## EXERCISE AIM
Leave out the pictures, and reproduce exactly the lines from the line containing "# point at: the blue lion" through the final line of the entries.

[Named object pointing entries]
···
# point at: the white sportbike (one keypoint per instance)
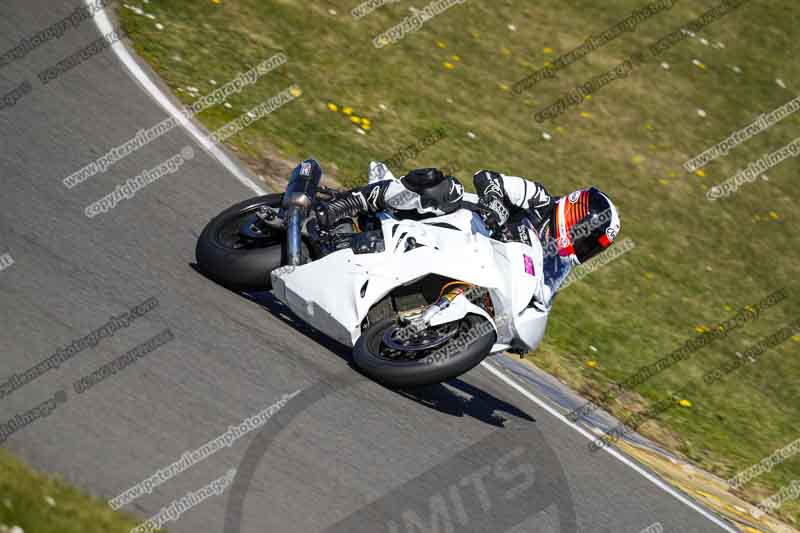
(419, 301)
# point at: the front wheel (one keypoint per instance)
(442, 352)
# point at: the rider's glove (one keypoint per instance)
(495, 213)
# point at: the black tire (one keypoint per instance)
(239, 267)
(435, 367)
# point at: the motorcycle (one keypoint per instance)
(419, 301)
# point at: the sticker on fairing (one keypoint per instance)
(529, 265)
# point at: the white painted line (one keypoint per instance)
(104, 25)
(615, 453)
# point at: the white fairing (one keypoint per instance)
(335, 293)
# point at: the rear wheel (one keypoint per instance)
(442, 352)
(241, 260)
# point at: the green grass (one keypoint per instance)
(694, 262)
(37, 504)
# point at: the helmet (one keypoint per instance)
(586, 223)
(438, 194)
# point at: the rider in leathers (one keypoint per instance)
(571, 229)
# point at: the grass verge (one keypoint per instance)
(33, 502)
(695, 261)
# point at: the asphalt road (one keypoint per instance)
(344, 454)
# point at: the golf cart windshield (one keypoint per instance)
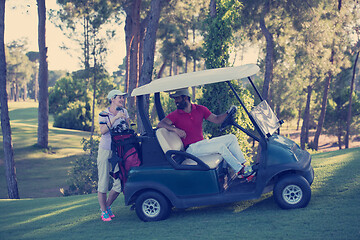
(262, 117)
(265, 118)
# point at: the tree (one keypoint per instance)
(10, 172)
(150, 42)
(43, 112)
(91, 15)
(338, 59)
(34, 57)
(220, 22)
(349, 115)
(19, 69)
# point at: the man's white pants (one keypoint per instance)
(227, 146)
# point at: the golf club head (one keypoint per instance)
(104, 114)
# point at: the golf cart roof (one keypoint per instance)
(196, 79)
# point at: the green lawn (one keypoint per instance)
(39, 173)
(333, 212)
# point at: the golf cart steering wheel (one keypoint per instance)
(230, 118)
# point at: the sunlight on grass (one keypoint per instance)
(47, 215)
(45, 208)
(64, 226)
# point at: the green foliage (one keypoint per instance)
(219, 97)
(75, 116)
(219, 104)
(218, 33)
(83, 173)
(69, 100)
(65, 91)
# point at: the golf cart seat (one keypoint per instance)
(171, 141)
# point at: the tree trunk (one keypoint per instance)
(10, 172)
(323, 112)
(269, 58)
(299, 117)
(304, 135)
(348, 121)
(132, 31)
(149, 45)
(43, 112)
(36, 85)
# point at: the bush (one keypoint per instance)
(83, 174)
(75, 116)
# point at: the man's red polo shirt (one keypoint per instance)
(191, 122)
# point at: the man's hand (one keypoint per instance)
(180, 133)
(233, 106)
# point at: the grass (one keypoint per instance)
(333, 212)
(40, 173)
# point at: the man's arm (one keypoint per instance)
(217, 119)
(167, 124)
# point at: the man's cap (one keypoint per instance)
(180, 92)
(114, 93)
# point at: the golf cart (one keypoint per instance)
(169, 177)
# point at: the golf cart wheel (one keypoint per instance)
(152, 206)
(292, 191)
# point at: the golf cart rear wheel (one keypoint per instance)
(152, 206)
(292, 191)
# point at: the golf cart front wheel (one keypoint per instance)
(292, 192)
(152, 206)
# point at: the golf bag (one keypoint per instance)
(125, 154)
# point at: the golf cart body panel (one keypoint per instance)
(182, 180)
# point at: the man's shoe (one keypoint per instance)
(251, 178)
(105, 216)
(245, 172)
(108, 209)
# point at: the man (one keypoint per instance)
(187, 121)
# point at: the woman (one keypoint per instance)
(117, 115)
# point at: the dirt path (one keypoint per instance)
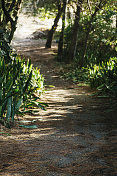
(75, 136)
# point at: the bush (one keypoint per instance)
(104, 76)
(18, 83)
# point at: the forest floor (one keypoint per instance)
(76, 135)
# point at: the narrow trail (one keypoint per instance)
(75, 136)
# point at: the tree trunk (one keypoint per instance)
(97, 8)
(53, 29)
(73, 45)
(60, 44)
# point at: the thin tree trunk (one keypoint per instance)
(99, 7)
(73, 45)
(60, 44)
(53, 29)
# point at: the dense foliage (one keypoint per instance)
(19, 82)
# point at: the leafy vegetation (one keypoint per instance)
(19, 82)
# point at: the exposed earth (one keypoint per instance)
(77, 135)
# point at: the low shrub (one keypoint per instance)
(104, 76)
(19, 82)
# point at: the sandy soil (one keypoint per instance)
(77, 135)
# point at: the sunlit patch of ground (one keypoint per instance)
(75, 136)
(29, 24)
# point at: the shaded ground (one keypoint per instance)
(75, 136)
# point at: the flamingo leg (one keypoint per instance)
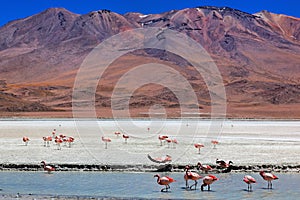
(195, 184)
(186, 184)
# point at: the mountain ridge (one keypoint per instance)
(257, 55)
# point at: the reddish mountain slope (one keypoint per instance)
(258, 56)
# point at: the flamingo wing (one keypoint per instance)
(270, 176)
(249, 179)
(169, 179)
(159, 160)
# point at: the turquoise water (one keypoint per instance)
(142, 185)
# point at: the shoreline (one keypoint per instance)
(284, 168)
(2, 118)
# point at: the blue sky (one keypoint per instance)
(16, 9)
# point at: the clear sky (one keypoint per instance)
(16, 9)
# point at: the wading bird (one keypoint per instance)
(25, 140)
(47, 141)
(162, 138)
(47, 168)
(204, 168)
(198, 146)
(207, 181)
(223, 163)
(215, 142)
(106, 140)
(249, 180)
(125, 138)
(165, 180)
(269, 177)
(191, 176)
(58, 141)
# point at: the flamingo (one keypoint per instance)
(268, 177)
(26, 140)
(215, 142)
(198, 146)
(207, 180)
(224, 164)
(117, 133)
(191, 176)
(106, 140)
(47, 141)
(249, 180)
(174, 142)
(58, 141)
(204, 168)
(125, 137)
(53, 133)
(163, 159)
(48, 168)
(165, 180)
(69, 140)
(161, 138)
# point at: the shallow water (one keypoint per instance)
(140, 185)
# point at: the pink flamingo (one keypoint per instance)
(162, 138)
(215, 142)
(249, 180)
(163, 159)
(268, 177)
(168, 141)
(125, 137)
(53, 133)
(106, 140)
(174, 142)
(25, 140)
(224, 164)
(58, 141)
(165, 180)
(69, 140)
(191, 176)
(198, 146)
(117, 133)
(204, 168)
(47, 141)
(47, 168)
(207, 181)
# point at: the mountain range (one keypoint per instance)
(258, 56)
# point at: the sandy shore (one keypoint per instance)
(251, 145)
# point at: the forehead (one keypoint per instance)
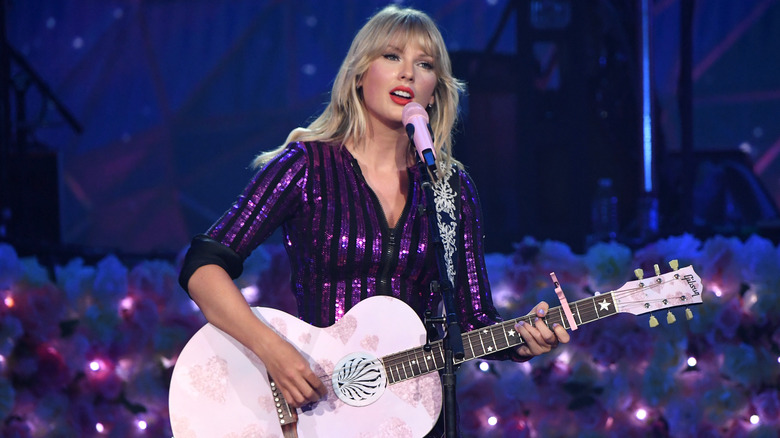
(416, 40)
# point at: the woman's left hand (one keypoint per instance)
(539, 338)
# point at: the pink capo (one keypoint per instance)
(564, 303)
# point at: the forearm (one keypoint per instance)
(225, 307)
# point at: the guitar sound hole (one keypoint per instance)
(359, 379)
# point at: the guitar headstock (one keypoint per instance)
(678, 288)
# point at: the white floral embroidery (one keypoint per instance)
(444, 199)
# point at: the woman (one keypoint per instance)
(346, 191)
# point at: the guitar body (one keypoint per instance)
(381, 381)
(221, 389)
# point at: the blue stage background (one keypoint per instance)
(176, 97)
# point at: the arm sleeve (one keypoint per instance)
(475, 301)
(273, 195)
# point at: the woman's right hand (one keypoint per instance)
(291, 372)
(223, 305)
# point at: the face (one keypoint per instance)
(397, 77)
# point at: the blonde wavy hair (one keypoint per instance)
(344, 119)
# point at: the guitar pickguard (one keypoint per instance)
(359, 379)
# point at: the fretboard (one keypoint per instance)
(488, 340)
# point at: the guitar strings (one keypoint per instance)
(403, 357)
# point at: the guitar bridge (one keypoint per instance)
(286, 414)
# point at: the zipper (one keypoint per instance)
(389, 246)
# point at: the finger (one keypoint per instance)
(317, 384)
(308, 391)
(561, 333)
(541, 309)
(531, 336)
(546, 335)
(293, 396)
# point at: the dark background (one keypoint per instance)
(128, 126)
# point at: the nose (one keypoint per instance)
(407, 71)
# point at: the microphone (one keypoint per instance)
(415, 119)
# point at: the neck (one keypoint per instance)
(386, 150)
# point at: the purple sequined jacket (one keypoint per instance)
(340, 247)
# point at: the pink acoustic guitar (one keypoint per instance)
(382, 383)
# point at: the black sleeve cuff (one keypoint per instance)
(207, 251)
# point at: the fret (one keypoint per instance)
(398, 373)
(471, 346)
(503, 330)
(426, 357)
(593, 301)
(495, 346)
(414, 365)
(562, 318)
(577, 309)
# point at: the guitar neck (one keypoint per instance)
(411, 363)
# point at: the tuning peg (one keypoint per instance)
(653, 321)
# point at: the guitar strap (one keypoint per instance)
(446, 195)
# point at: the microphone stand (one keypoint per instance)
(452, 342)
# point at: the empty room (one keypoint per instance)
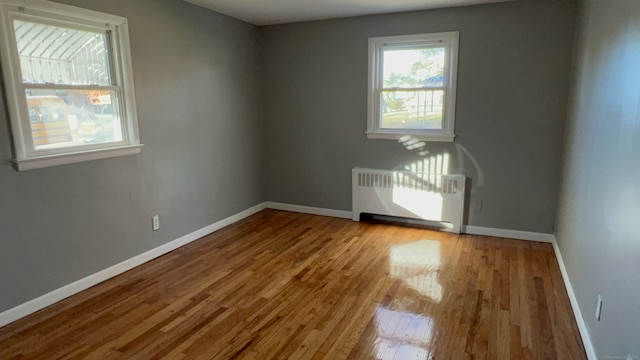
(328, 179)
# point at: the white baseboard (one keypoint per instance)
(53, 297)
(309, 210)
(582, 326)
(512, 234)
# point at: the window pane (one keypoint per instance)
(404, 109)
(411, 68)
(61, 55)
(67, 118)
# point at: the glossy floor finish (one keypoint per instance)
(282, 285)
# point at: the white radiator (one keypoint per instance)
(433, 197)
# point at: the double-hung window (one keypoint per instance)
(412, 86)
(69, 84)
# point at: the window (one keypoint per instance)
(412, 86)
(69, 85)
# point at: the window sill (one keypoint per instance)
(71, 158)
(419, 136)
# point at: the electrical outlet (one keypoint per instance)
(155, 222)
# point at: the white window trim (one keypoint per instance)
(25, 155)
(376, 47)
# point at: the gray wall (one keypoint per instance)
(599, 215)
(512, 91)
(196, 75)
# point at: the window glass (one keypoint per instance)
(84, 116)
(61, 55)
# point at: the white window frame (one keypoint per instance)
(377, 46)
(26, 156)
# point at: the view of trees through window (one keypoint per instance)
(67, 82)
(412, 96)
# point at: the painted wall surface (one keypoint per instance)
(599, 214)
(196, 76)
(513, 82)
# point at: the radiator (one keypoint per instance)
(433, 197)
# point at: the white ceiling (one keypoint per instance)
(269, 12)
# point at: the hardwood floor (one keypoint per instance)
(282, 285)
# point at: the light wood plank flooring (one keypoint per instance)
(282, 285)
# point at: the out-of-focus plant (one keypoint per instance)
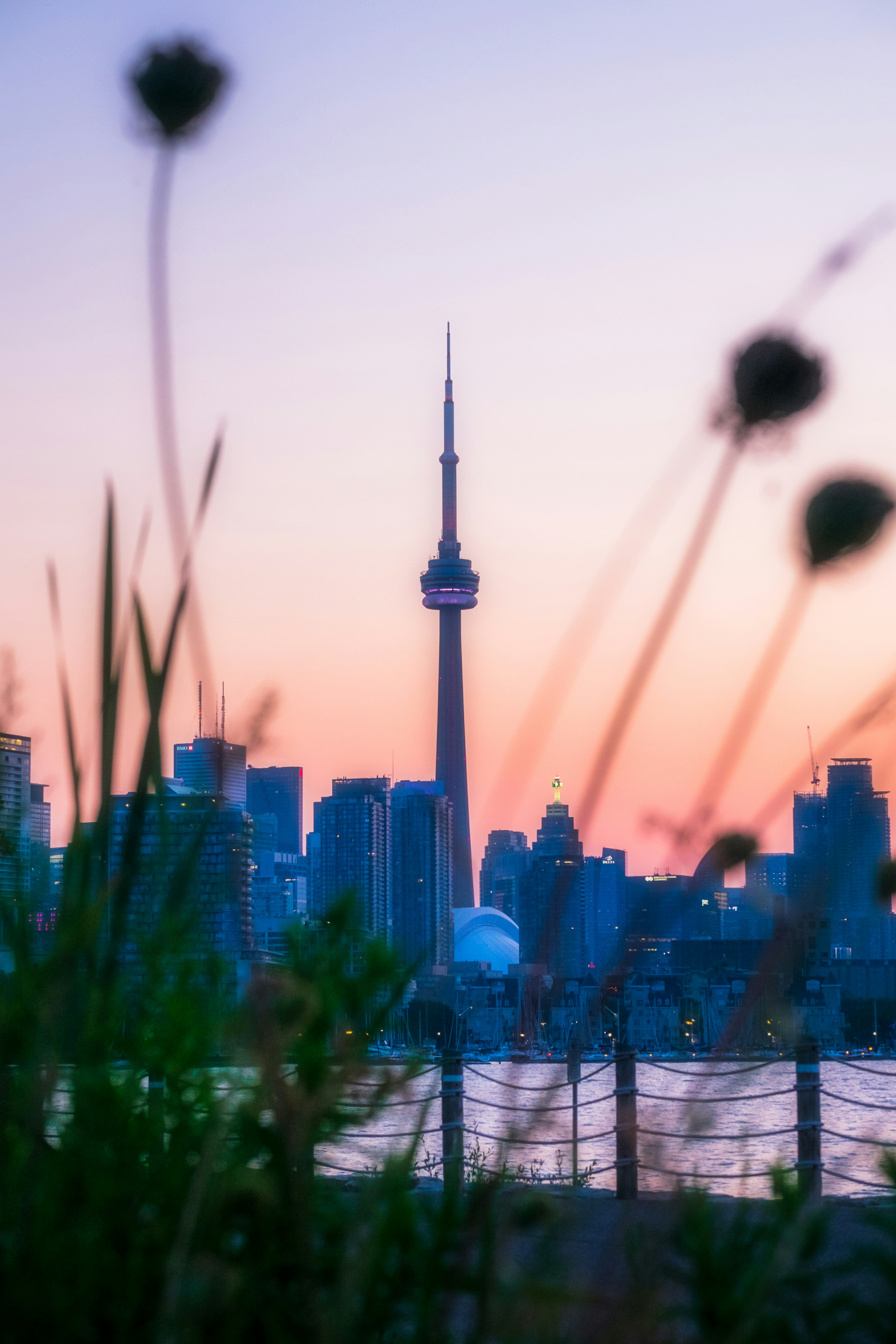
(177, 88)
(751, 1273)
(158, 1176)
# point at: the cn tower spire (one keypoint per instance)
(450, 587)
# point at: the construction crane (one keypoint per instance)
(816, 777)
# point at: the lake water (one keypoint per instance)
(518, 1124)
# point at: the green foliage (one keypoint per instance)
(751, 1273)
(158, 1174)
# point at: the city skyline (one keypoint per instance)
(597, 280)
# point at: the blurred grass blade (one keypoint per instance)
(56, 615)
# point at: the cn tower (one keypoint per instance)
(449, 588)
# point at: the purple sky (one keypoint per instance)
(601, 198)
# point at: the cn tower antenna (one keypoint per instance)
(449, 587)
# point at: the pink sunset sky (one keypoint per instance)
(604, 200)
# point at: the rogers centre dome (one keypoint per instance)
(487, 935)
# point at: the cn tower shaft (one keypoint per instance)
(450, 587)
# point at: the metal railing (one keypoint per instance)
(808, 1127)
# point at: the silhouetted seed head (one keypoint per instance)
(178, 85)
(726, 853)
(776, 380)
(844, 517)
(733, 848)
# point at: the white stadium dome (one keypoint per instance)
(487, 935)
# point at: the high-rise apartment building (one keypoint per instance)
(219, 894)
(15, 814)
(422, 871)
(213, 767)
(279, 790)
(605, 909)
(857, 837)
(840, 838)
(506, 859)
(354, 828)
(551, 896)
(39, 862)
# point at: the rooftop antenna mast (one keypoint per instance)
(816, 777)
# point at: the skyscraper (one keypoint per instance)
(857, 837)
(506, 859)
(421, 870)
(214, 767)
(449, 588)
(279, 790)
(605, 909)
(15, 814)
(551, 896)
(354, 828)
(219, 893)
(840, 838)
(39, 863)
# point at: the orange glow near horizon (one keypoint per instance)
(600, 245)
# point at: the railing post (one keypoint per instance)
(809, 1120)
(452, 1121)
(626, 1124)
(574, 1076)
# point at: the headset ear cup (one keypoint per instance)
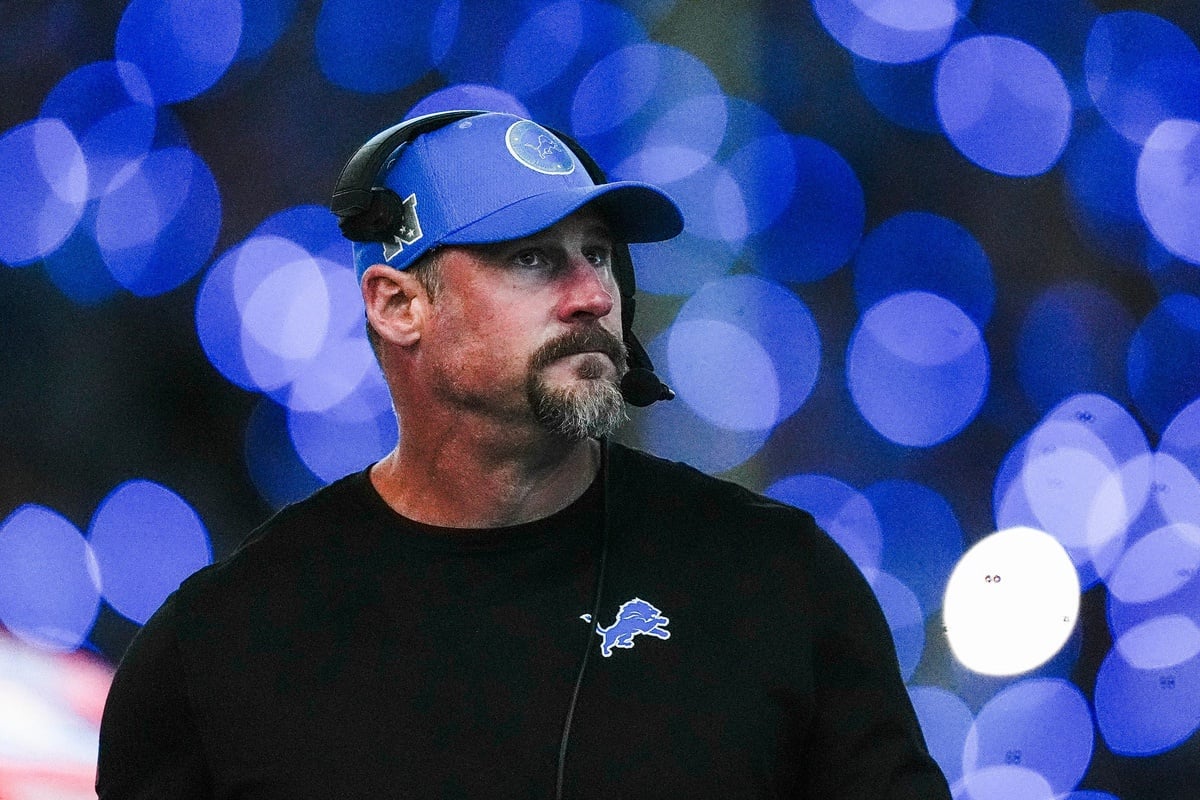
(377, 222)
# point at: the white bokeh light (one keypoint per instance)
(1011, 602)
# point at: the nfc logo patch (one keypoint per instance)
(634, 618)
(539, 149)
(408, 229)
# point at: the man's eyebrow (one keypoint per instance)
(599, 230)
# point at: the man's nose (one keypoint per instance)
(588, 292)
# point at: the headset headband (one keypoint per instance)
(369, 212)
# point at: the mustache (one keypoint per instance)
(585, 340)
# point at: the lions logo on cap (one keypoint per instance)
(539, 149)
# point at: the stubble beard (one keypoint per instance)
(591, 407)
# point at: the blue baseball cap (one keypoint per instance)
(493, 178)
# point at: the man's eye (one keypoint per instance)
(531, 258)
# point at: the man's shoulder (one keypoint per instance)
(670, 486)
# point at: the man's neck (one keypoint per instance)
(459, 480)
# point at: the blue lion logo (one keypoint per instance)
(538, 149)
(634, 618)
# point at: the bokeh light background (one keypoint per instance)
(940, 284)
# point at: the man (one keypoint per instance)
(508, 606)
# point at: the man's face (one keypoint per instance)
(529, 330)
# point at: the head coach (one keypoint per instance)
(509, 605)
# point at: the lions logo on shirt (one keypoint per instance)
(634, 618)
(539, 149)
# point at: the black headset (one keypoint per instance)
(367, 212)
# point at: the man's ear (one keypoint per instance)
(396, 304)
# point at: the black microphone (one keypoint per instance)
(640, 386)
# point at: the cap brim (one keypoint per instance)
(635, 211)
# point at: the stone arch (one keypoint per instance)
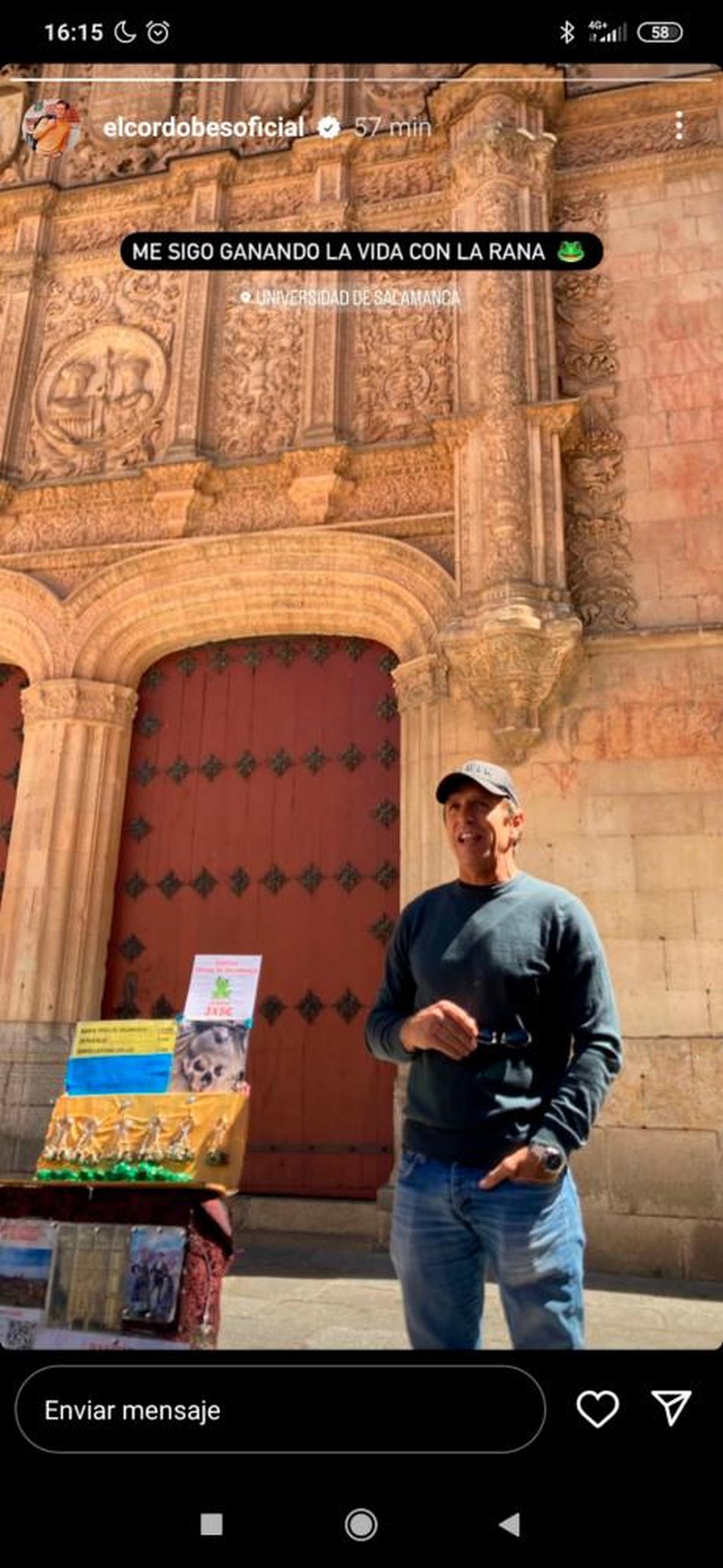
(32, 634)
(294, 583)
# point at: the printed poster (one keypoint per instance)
···
## RESULT
# point at: the blue lion logo (one keypoint per instance)
(538, 149)
(634, 618)
# point at: the bokeh light background (one keypoint per instance)
(940, 284)
# point at: the man (one keypoint per instance)
(508, 606)
# point at: the man's face (one keypoint per instance)
(529, 330)
# point at: the head coach (one keypoint per instance)
(509, 605)
# point at: the lions logo on shirt (one keypoint per instance)
(634, 618)
(539, 149)
# point at: the black headset (one keypoint per instance)
(367, 212)
# point at: the man's ear (one keypoint per instance)
(396, 304)
# point at: the black microphone (one keypoint per instance)
(640, 386)
# point at: the cap brim (one keypoint per instance)
(635, 211)
# point at: the stone arch (one keypoint per instance)
(32, 634)
(294, 583)
# point at: the printed poster (one keypoint per instance)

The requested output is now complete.